--- BEGIN DATASET ROWS ---

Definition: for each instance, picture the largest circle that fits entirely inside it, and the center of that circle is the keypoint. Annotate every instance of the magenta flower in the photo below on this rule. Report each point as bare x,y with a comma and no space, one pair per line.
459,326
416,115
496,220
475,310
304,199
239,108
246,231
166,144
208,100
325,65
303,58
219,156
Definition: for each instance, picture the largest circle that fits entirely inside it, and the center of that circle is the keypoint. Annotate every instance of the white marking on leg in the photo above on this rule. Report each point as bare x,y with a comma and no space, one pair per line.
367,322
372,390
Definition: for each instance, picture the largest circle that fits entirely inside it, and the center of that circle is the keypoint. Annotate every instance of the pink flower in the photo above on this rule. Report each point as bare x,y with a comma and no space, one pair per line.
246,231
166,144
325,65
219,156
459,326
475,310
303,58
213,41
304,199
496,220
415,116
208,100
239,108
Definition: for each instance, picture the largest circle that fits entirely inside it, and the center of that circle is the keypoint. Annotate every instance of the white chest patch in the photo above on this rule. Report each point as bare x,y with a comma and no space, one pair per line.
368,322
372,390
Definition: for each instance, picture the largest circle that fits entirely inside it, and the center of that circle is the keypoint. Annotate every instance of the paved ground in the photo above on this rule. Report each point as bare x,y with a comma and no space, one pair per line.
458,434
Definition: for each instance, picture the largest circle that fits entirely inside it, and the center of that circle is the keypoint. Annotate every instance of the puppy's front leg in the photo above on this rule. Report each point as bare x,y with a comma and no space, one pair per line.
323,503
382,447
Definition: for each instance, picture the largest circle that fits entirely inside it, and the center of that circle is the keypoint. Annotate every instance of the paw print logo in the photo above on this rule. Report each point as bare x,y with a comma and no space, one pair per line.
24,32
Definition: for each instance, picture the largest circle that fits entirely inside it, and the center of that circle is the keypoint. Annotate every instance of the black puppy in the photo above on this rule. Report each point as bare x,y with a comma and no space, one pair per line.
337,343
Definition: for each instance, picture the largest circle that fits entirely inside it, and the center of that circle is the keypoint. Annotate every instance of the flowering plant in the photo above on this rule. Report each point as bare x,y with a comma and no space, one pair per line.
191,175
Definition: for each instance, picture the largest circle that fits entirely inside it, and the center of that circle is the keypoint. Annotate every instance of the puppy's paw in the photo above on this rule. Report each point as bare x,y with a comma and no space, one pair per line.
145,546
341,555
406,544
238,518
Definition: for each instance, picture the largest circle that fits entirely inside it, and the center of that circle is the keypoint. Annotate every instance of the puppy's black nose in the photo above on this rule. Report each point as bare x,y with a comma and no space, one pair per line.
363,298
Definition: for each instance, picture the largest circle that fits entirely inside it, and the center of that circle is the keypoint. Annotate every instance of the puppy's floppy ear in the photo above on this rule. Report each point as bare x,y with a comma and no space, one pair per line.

--- END DATASET ROWS ---

[TASK STATEMENT] Set every line of the listing down word for word.

[RESPONSE TO THE EXERCISE]
Definition: for each instance, picture the largest circle that fits entirely inside it, and the center of that circle is the keypoint. Annotate every instance of the magenta flower in the photo below on this rule. Report each point as bare x,y with a comma and no space, one pair per line.
459,326
416,115
496,220
475,310
304,199
239,108
246,231
166,144
208,100
325,65
303,58
219,156
Definition: for each instance, picture the largest circle that fits entirely inside it, and the center of that circle is the keypoint. Annotate every instance of the white marking on leg in the photo above on this rule. Report each point as bare x,y with a comma and no space, one pair per line.
367,322
372,390
Definition: for each instance, picture the largest circle that fits entirely inside it, and the center of that circle is the keypoint. Annotate every instance of the pink flower in the photo above on this rule. Report each point as bare x,y with a comma and no space, one pair per line.
246,231
166,144
325,65
219,156
459,326
475,310
303,58
213,41
304,199
496,220
415,116
208,100
239,108
Definition: for each instance, picture the largest circle that fits entirely inside it, and the center of that circle is the keypoint. Annotate every instance of the white chest patch in the photo above on this rule. Report each point as bare x,y with a comma and no space, one pair per line.
368,322
372,390
Definition: for each instance, picture the largest circle that fits entirely inside it, and the center of that circle is the keypoint. Annotate every instance of the paved ground in the photo above on this rule. Report each point as bare x,y with a comma and no space, one pair per line.
458,434
Definition: for each instance, picture the largest circle that fits entirely inside it, and the center of that circle is the keypoint. Annotate every instance of the puppy's front leg in the photo above on this rule. Report each point as bare x,y with a comma and no space, one pair per line.
323,503
382,447
Definition: for each instance, picture the largest circle that fits entirely inside it, and the center of that circle is the keypoint. Annotate every instance of the paw print logo in the photo above on this rule. Report each point as bare x,y with a comma and no space, one pair per line.
24,32
Definition: for each instance, picture the largest circle that fits entirely inside it, and the center of that circle is the keypoint. Annotate every instance of the black puppy in the photo above on this rule. Report each point as bare x,y with a comma and no space, one pair per line.
337,343
Definition: for each instance, picture the largest circle that fits entirely inside it, and the center of that circle is the keypoint. Annotate every instance of the flowering plant in the photo above on this rule. Report each point as bare x,y with a comma and no space, one pair per line.
191,175
Definition: for each instance, picture the largest circle that fits entirely inside it, and the center of that circle is the keypoint. Annotate every instance of the puppy's paw in the photo above on this rule. Report each point as bare x,y with a comma and no space, one pair per line.
145,546
341,555
406,544
238,518
Definition: for each instance, picture the largest circle that fits entirely inside it, and the center of that circle is the keypoint. Annotate every instance of the puppy's black nose in the photo above on this rule. Report each point as bare x,y with a comma and no space, one pair per line.
363,298
Definition: for each instance, picture the largest circle that fits entirely inside it, and the center of that circle is the keypoint. Annotate every instance of the puppy's floppy ear in the photo above on this rule. Report each point as bare x,y with a comma and no space, one pair per line.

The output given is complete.